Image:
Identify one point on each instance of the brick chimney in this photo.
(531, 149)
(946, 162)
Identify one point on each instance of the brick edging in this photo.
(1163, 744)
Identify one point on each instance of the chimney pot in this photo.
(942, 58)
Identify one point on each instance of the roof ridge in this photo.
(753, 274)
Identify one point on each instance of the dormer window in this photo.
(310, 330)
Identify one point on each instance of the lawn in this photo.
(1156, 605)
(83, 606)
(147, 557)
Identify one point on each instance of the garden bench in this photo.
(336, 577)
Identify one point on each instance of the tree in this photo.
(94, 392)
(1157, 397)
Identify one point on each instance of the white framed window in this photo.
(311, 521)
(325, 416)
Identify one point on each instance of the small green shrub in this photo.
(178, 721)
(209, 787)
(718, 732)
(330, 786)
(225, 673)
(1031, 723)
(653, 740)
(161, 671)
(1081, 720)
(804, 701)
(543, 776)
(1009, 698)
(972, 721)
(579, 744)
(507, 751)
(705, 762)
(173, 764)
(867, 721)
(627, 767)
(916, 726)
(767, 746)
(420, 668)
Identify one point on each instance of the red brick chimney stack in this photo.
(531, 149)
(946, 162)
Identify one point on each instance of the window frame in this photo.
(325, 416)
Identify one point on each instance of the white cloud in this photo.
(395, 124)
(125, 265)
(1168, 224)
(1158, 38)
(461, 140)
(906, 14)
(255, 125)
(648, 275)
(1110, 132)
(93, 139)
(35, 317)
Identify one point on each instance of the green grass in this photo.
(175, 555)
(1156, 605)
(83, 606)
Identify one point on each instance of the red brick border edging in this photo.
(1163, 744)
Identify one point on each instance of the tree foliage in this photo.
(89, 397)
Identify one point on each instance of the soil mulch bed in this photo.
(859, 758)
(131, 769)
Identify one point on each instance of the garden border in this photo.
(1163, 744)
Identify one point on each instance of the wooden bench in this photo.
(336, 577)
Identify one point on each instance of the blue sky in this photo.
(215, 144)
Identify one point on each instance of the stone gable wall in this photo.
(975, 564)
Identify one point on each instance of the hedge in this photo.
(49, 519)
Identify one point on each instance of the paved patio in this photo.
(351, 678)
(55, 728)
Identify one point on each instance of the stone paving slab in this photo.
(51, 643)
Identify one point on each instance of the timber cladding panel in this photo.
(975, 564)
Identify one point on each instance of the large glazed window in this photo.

#####

**Assigned task:** Copy out all of the records shown above exactly.

**Completed exercise:**
Image:
Identify one point on each instance of the brick chimney in this photo.
(531, 149)
(946, 162)
Identify one point on each instance of the brick edging in this photo.
(1163, 744)
Identify one point on each instance of the chimney pot in this photo.
(942, 58)
Identify one point on each instance of the roof ridge in this photo.
(753, 274)
Identify one point on each instance of the dormer window in this photo.
(310, 330)
Identify one point on each instance of the lawn in this photo.
(1156, 605)
(83, 606)
(147, 557)
Identify one point on each instance of the garden bench in this photo.
(336, 577)
Identify one point on each instance of the tree in this photo.
(94, 392)
(1157, 397)
Identify one point on each instance of the white framed window in this photo.
(311, 521)
(325, 416)
Identify one point on each instance of the small green shrub in this photo.
(178, 721)
(209, 787)
(718, 732)
(330, 786)
(225, 673)
(1031, 723)
(653, 740)
(161, 671)
(1081, 720)
(804, 701)
(543, 776)
(1009, 698)
(972, 721)
(579, 744)
(507, 751)
(705, 762)
(173, 764)
(867, 721)
(627, 767)
(916, 726)
(767, 746)
(420, 668)
Identify one point on each instance of the red brick chimney stack in this photo.
(531, 149)
(946, 162)
Identify one point on each instance of the window frame in this photo.
(325, 416)
Identify one point on each instance of the white cloud in this photo.
(395, 124)
(125, 265)
(1168, 224)
(1158, 38)
(461, 140)
(906, 14)
(255, 125)
(648, 275)
(1110, 132)
(93, 139)
(35, 317)
Identify one point on each instance of the green grass in this photo.
(175, 555)
(1156, 605)
(83, 606)
Identify one point on each instance of the red brick border edging in this photo.
(1163, 744)
Identify one point on each instance of the tree foliage in this photo.
(89, 397)
Identify one point on each instance of the soil mulch bed in this photo.
(859, 758)
(131, 769)
Identify one point on each instance of the garden border in this photo.
(1163, 744)
Identify one point on each instance of the wooden bench in this photo.
(336, 577)
Identify one point on each instance of the blue sky in this photo.
(215, 144)
Identify one point on each instance of the stone gable wall in this photo.
(975, 564)
Identify one point on each instance of the hedge in this photo.
(49, 519)
Identify one point on each instance of the paved patio in this photo.
(351, 678)
(55, 728)
Identify one point on each instance of the stone paving slab in this photo.
(51, 643)
Identify one point on each instance of the timber cladding panel in this photo.
(975, 564)
Identify one point on each instance of the large glazed window in this photo.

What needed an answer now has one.